§ EXCERPTED RECORDS
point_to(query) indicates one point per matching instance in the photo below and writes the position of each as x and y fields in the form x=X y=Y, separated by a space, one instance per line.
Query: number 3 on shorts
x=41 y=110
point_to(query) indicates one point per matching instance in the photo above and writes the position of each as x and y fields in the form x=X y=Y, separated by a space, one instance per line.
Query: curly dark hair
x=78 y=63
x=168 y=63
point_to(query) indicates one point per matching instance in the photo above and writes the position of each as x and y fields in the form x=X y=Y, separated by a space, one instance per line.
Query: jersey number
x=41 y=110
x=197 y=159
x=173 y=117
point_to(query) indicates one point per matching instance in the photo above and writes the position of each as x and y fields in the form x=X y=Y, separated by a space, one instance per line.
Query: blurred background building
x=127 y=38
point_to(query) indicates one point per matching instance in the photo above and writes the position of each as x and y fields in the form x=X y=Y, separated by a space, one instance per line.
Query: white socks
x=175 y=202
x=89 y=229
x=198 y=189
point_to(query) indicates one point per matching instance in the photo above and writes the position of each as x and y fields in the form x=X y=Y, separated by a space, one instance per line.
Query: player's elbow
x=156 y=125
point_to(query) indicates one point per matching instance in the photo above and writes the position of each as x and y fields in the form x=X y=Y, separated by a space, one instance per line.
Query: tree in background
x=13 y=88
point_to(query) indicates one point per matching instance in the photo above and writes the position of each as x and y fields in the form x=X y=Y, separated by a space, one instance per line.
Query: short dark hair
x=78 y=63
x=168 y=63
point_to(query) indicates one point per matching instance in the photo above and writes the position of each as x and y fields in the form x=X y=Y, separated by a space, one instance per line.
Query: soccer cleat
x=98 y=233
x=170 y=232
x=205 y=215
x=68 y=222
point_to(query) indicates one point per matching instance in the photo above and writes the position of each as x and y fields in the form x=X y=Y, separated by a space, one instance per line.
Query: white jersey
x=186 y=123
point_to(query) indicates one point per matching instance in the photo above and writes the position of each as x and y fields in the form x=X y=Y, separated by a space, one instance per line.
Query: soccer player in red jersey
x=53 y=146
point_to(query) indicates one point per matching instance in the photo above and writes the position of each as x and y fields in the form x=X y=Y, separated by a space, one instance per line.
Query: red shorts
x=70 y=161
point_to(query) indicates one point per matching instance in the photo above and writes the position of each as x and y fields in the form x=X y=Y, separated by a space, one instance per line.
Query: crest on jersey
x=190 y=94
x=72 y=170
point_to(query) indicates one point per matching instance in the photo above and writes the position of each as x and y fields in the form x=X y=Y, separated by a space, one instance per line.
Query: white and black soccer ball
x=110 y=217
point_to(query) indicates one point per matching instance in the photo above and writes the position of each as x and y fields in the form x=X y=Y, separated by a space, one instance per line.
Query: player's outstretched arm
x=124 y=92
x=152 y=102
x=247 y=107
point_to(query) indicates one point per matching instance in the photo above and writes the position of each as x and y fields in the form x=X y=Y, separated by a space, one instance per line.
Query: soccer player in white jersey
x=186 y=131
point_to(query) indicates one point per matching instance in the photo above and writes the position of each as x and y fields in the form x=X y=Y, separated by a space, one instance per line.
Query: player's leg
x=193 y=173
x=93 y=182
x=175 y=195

§ WHAT TO DO
Write the material out again word for word.

§ TASK RESPONSE
point_to(query) indicates one point per matching instance in the photo below and writes the position of each as x and y fields in the form x=X y=Y, separated by a space, one instance per line.
Query: number 3 on shorts
x=41 y=110
point_to(query) indicates one point per matching instance in the photo above and writes the position of each as x and y fields in the form x=X y=Y, separated by a space, one instance per line.
Query: curly dark hair
x=78 y=63
x=168 y=63
point_to(query) indicates one point per matching instance in the photo above and writes the position of each as x and y fields in the form x=X y=Y, separated by a space, one instance per line.
Query: jersey number
x=41 y=110
x=197 y=159
x=173 y=117
point_to(query) indicates one point per matching instance in the photo above and writes the position of each as x and y fields in the form x=X y=Y, separated by a space, one instance per line.
Query: blurred background building
x=127 y=38
point_to(query) indicates one point per matching instance in the photo above and writes the position of each as x and y fields in the form x=X y=Y, separated by a space, one instance per line.
Query: white socks
x=175 y=202
x=89 y=229
x=198 y=189
point_to(query) indicates one point per matching instance in the photo above and writes the position of each as x and y fields in the form x=X y=Y, separated by a space, one instance per line.
Query: player's elbow
x=156 y=125
point_to(query) indicates one point per matching instance in the photo above and writes the position of each as x and y fields in the form x=X y=Y, separated by a space, one instance per line.
Query: tree in background
x=13 y=88
point_to(query) indicates one point per matching instance in the photo above and writes the position of each as x and y fields in the form x=X y=Y, separated by a space, one instance per line.
Query: short dark hair
x=78 y=63
x=168 y=63
point_to(query) indicates one point per matching instance in the photo above and writes the position of each as x and y fields in the form x=X y=Y, separated by a space, one instance per line.
Query: soccer cleat
x=98 y=233
x=170 y=232
x=205 y=215
x=68 y=222
point_to(query) indicates one point per matching instance in the photo above and writes the position of each as x and y fields in the form x=X y=Y, separated by a space, one instance per line.
Query: white jersey
x=186 y=123
point_to(query) indicates one point per matching instance in the photo above and writes the position of each as x and y fields in the form x=X y=Y, separated by a space, one instance per line.
Query: soccer player in red jersey
x=53 y=146
point_to(query) indicates one point per matching instance in the photo above and writes the position of each as x and y fields in the form x=X y=Y, separated by a space, one instance per line.
Query: red shorts
x=70 y=161
point_to(query) indicates one point per matching instance in the photo above and writes the position of each as x and y fields in the form x=X y=Y, separated by a space, one instance per line.
Query: crest on jersey
x=190 y=94
x=72 y=170
point_to(query) indicates one point per matching instance in the photo above and writes the position of each as x and y fields in the form x=X y=Y, separated by a space, one instance per line.
Query: white and black soccer ball
x=110 y=217
point_to(query) indicates one point per matching instance in the photo above and writes the position of each as x and y fields in the form x=X y=Y, separated by a space, one instance per line.
Query: player's outstretched arm
x=124 y=92
x=152 y=102
x=247 y=107
point_to(query) indicates one point per matching instance in the photo above and writes the position of each as x and y fields in the form x=X y=Y, separated by a space, one instance per line.
Query: soccer player in white jersey
x=186 y=131
point_to(query) indicates one point per matching instance in the photo above and writes the position of each as x and y fields in the form x=X y=Y, separated by a space, one instance per line.
Query: player's leg
x=193 y=173
x=93 y=182
x=175 y=195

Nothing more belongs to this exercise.